La Corte distrettuale riteneva, inoltre, difettosa anche qualsivoglia prova della concreta destinazione dei proventi ricevuti dall’Ospedale per la locazione dei beni ricevuti in eredità, in via diretta od indiretta ed anche in misura minima, ad attività sussumibile in quella di assistenza sanitaria.

In conclusione, secondo la decisione oggi gravata, “non esisteva prova della effettiva conservazione dell’attività istituzionale, non essendo stato dimostrato che l’Ospedale ancora assicurava…. l’assistenza socio-sanitaria gratuita a favore dei non abbienti”.

Il proposto ricorso, per testuale ammissione in esso contenuta, si basa su i primi undici motivi, tutti finalizzati a censurare quella che viene definita “la ribellione” della Corte distrettuale nei confronti della sentenza n. 14628/2008 di questa Corte, riproponendo i rimanenti motivi n.ri 12,13 e 14 le medesime censure già proposte nel ricorso avverso la sentenza n. 1389/2006 della Corte napoletana con motivi a suo tempo dichiarati assorbiti.

Nel controricorso dei germani D. viene, preliminarmente, eccepita l’inammissibilità dell’avverso ricorso, quantomeno in relazione alle prime svolte sette censure in cui si articola lo stesso, per mancanza di specificità dei motivi ai sensi dell’art. 366 c.p.c., n. 4.

Nell’approssimarsi dell’udienza hanno depositato memorie, ai sensi dell’art. 378 c.p.c., l’ospedale Civico “(OMISSIS)” ed il Comune di Procida.

Diritto

RITENUTO IN DIRITTO

1.- Con il primo motivo del ricorso si lamenta la violazione delle norme sul giudizio di rinvio di cui all’art. 394, in relazione all’art. 365 c.p.c., n. 5.

Parte ricorrente adduce che, rispetto alla sentenza di questa Corte del 30 maggio 2008, n. 14628, la decisione oggi gravata avrebbe consumato la già accennata “ribellione” al dictum affermato, con la disposizione del secondo annullamento e rinvio, di questo Giudice di legittimità.

Dall’esame della sentenza della corte territoriale emerge che la stessa (v. alle p. 18 e ss.) ha ben tenuto presenti i tre compiti affidati alla Corte di merito in sede di disposto seguenti rinvio.

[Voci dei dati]
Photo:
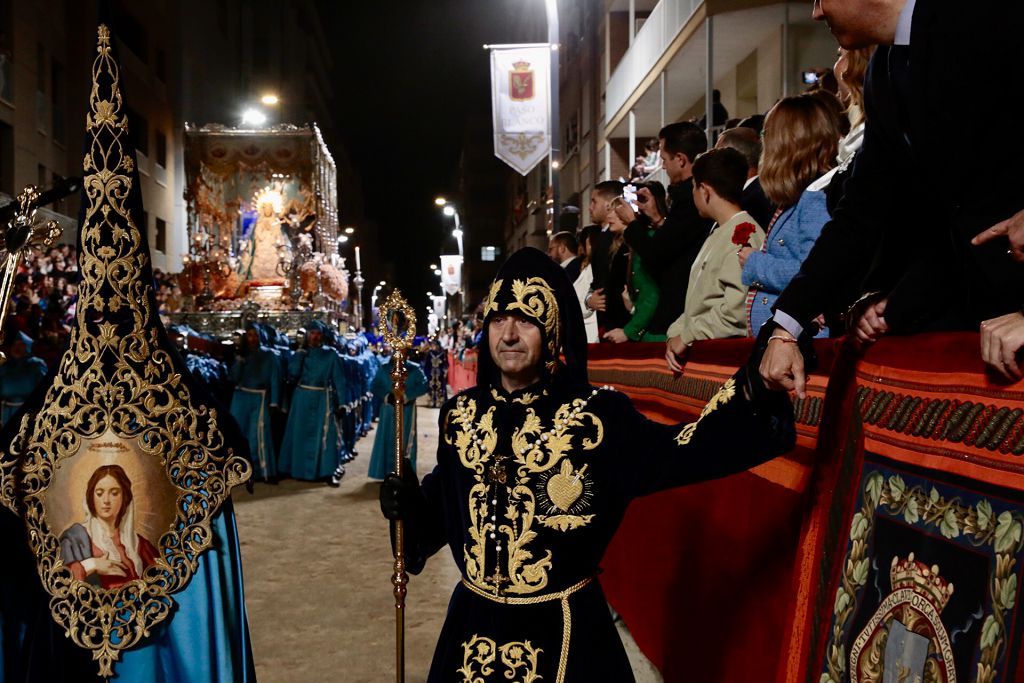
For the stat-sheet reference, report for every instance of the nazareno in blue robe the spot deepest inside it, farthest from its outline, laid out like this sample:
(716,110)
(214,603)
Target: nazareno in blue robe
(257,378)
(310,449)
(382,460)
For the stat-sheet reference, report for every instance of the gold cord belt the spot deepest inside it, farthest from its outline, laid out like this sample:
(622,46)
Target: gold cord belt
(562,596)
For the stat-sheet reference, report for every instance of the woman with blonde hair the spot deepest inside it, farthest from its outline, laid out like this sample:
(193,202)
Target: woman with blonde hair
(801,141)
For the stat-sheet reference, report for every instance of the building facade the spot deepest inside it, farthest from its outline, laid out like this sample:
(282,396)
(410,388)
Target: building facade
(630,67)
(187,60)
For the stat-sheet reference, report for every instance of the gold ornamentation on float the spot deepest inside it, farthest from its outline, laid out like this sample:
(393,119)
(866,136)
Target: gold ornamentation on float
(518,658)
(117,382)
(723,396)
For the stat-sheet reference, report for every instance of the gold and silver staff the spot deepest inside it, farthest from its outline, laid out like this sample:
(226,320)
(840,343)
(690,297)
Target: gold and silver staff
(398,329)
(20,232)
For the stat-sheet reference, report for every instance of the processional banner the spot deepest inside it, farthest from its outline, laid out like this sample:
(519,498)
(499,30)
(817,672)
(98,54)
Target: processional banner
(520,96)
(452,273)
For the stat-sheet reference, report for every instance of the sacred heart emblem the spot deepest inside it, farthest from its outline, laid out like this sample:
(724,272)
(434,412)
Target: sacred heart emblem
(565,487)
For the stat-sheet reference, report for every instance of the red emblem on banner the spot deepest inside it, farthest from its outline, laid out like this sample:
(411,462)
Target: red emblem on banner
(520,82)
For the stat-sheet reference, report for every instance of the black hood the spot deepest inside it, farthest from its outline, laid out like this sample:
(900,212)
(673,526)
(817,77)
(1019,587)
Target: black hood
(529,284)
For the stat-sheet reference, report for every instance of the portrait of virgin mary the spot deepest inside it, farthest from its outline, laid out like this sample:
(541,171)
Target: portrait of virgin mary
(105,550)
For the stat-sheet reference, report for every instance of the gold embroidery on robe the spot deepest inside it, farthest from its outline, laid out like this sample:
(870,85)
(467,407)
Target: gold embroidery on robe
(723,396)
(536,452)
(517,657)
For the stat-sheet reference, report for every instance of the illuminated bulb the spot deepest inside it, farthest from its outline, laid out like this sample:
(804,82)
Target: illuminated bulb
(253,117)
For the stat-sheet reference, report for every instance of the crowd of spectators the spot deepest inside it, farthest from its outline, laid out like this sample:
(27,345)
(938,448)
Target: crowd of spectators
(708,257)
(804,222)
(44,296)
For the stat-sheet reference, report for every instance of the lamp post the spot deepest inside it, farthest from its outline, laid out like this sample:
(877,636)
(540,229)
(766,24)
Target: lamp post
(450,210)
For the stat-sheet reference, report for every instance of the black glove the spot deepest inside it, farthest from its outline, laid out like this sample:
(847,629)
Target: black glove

# ESERCIZIO ASSEGNATO 1
Secondo il brano estratto, in base a quale articolo del c.p.c. l'ospedale Civico e il Comune di Procida hanno depositato memorie all'avvicinarsi dell'udienza?
# ESERCIZIO ASSEGNATO 2
Riscrivi in forma più breve il paragrafo del brano estratto che inizia con "Il proposto ricorso", mantenendo i fatti principali.
# ESERCIZIO ASSEGNATO 3
Prosegui il brano estratto sul ricorso dell'Ospedale dal punto in cui si interrompe.

# RISPOSTA 1
In base all'art. 378 c.p.c.

# RISPOSTA 2
Il ricorso si fonda sui primi undici motivi, che contestano la "ribellione" della Corte distrettuale alla sentenza n. 14628/2008 di questa Corte. I motivi 12, 13 e 14 ripropongono invece le censure già mosse contro la sentenza n. 1389/2006 della Corte napoletana, allora dichiarate assorbite.

# RISPOSTA 3
In particolare la sentenza gravata, senza esorbitare daL quanto richiesto col secondo rinvio, ha dato risposta a quanto richiesto ovvero – nell’ordine – all’accertamento circa la gratuità o meno a favore dei non abbienti del ricovero degli anziani nei locali rimasti a disposizione dell’Ospedale convenuto; all’accertamento – ancora – della sussistenza del fatto che veniva assicurata, senza spesa, agli anziani ricoverati assistenza quanto alle esigenze sanitarie eccedenti la norma;

all’accertamento – infine – della destinazione, totale o parziale, dei proventi della locazione degli immobili contigui a quelli conservato dall’Ospedale convenuto ad attività sussumibile in quella di assistenza sanitaria.

La decisione gravata, come si avrà modo di verificare ulteriormente dal seguente esame dei successivi numerosi motivi di ricorso, ha dato risposta a quanto richiesto da questa Corte con l’ultima sentenza di rinvio.

Non vi è stata, quindi, violazione delle norme invocate ed il motivo deve, dunque, essere rigettato.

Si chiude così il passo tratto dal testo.